Work to be completed>
Revise the Millennium Tower passage from "Testimony in the" through "about $4 million more.", swapping "litigation" for "lawsuit".

Text to read>
%%

Testimony in the now-settled litigation over the Millennium Tower reveals that one engineer on the nearby public transit project estimated anchoring a tower like the now sinking and tilting Millennium to bedrock would have cost about $4 million more.

Because that didn’t happen, the publicly funded Transbay transit terminal project next to the tower has spent on the order of $90 million – including a $58 million underground buttress wall between the transit hub property and the high rise back in 2010, and the $30 million paid out last year to settle tower litigation.

“It’s mind boggling that anybody would say, well, let’s save ourselves four million and take a risk that this might not work out because the consequences of that risk are enormous,” said Jerry Cauthen, a local engineer who served as a consultant to the Transbay project until 2004. “This is so cheap and it should have been taken care of right away.”

Given the risk Cauthen said he figured that those projects would all build to bedrock, given the risk that the structures could settle into ancient Bay mud. But that was not always an easy sell.

%%

Extracted data>
%%

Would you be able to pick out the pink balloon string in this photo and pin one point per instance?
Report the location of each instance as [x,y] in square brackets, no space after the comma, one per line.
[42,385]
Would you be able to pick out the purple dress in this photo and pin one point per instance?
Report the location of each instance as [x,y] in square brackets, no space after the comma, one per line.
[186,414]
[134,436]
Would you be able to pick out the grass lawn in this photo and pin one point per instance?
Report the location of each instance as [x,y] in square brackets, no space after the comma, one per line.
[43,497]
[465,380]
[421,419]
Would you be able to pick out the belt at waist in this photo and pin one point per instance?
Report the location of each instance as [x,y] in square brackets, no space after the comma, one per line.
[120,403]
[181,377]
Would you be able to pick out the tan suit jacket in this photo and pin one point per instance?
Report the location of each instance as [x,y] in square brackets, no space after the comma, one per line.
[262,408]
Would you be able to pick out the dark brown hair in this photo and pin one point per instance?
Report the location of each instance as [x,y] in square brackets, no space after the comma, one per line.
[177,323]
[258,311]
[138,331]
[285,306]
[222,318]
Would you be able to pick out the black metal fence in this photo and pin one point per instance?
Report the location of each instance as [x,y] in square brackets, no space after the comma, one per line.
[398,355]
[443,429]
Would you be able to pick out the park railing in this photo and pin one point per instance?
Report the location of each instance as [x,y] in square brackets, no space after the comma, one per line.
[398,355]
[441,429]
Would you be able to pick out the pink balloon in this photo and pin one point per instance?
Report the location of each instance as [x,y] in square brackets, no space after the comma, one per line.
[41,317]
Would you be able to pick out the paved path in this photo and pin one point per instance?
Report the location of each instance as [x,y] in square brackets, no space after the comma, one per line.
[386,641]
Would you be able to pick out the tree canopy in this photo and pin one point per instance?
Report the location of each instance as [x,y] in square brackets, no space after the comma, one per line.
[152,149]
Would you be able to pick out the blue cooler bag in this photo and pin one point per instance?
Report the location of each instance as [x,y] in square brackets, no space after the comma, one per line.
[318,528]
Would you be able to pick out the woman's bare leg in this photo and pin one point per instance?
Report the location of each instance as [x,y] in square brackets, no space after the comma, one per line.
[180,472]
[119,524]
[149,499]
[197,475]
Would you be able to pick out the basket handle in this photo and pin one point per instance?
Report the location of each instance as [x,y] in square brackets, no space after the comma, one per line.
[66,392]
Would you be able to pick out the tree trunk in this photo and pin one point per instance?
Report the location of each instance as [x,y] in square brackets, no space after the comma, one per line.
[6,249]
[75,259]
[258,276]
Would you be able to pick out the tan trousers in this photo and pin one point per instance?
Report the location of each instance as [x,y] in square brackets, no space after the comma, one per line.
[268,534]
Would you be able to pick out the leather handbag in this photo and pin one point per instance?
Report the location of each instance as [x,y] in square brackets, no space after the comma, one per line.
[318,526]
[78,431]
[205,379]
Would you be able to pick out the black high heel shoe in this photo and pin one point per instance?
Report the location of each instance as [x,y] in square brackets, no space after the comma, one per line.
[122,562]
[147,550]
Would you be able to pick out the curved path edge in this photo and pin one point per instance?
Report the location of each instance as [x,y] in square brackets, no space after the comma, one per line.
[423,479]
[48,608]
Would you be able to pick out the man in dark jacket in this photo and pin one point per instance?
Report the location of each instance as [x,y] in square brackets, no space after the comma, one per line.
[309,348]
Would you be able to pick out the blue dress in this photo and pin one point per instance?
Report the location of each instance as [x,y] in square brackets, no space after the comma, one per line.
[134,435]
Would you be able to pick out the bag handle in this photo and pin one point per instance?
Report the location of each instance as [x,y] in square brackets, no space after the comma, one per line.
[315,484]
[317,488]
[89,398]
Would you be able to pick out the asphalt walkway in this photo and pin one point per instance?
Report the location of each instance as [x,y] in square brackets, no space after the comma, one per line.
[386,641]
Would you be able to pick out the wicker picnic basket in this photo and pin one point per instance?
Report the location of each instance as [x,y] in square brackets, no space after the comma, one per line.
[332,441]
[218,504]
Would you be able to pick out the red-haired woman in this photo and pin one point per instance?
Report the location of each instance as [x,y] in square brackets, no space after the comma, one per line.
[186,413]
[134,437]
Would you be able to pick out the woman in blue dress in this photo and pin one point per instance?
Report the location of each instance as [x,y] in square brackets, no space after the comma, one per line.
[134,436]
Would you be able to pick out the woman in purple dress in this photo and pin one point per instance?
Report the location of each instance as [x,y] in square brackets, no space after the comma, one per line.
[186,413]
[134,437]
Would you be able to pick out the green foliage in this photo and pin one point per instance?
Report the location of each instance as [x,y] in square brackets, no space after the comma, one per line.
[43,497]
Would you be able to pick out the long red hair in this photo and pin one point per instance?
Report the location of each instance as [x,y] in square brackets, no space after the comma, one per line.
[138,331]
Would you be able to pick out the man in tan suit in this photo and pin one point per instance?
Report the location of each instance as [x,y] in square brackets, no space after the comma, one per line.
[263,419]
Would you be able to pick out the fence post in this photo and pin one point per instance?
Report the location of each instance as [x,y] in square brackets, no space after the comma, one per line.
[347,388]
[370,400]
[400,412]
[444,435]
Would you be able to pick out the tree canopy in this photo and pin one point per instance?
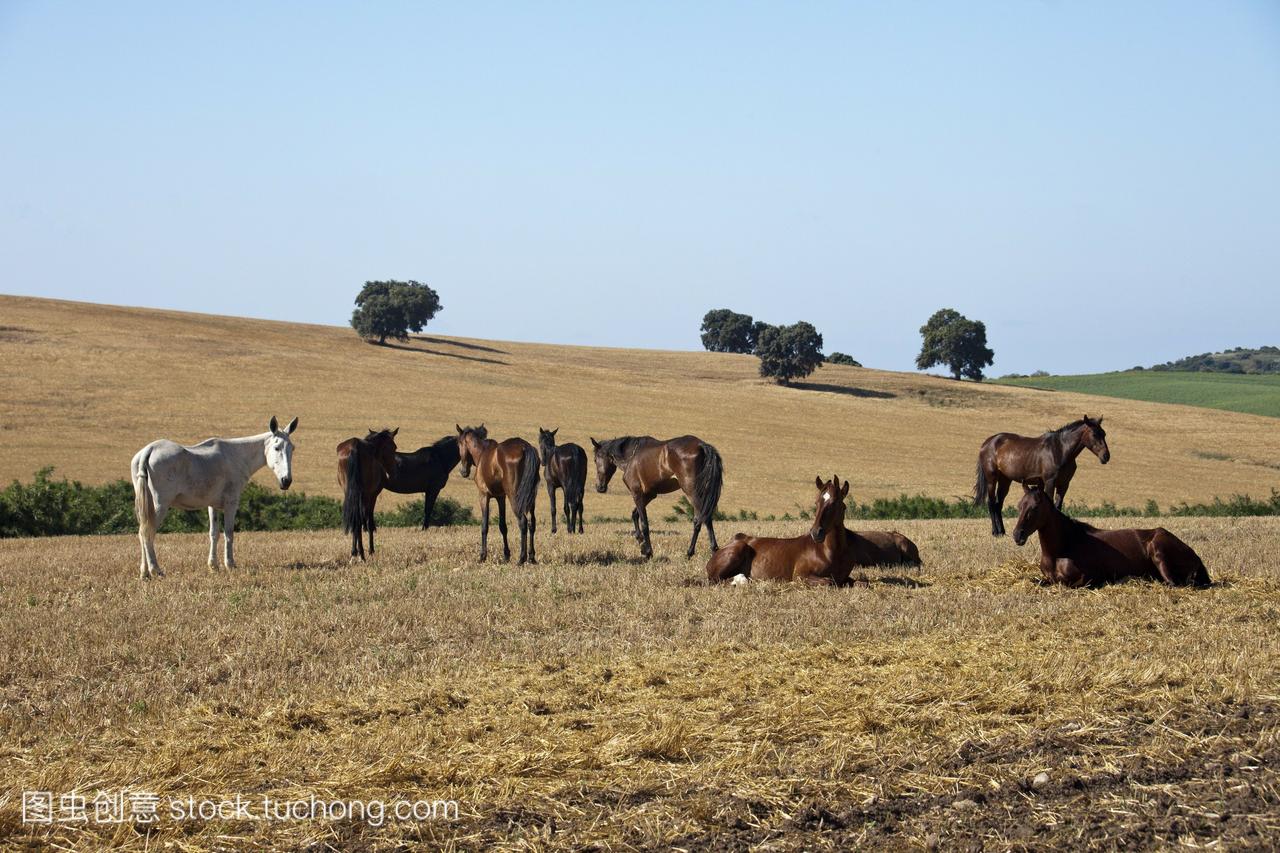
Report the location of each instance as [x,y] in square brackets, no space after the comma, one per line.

%%

Output below>
Testimony in the now-settled lawsuit over the Millennium Tower reveals that one engineer on the nearby public transit project estimated anchoring a tower like the now sinking and tilting Millennium to bedrock would have cost about $4 million more.